Passage given >>
For your own peace of mind, remove the manifold and look at the ports. The only thing different from stock is the thin plastic half walls are gone. I will try and locate a picture or two later.


----------



## Thebigzeus (Dec 2, 2018)

Blasirl said:


> For your own peace of mind, remove the manifold and look at the ports. The only thing different from stock is the thin plastic half walls are gone. I will try and locate a picture or two later.


Yeah, it really shouldn’t throw an overboost code or even require a tune update in my opinion.


----------



## stormtrooper15 (Nov 13, 2017)

Blasirl said:


> For your own peace of mind, remove the manifold and look at the ports. The only thing different from stock is the thin plastic half walls are gone. I will try and locate a picture or two later.


No need to look for pictures, I installed the manifold. It was ported by a Chevy employee.

Sent from my SM-G955U1 using Tapatalk


----------



## stormtrooper15 (Nov 13, 2017)

Thebigzeus said:


> Yeah, it really shouldn’t throw an overboost code or even require a tune update in my opinion.


The overboost code could very well be from the manifold. The ecm/ecu is reading a higher air flow rate than normal. Approximately 40% of the manifold runners "wall" has been removed. After seeing other posts here/there relating to ported manifolds some are tuned and some aren't. It is possible that it's an improperly updated tune from trifecta, but I'm doubting that simply because of their length of time in the aftermarket tuning world. Still a possibility though. I'm contemplating turning the tune off and running the car around the block to see what happens. Hopefully narrowing it down between the tune or the manifold. My only concern is that I've already done more driving than I prefer, simply because of running a data log for trifecta. I'd like to keep my motor in one piece vs blowing out gaskets and seals due to the overboost condition.

Sent from my SM-G955U1 using Tapatalk


----------



## Blasirl (Mar 31, 2015)

Given request >> Could you summarize the forum thread above about the ported manifold in three sentences?

Collected material >>
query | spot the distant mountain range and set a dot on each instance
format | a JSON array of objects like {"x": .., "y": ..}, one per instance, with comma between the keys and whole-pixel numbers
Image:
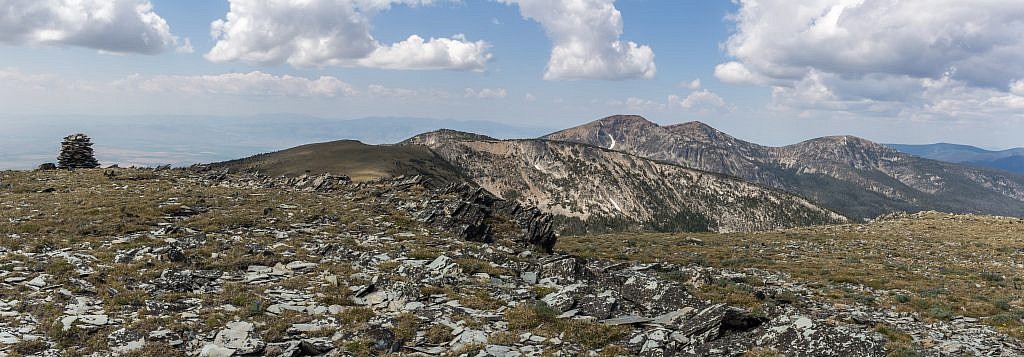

Output >> Blasirl suggests removing the manifold to check the ports, noting that the only change from stock is that the thin plastic half walls are gone, and Thebigzeus says it shouldn't throw an overboost code or need a tune update. Stormtrooper15 installed the manifold, which a Chevy employee ported, and thinks the overboost code may come from it because about 40% of the runner wall is removed and the ECM/ECU is reading higher airflow than normal. Stormtrooper15 also considers an improperly updated Trifecta tune possible but doubtful, and is thinking of turning the tune off for a drive around the block to narrow down the cause, though more driving risks blown gaskets and seals from the overboost.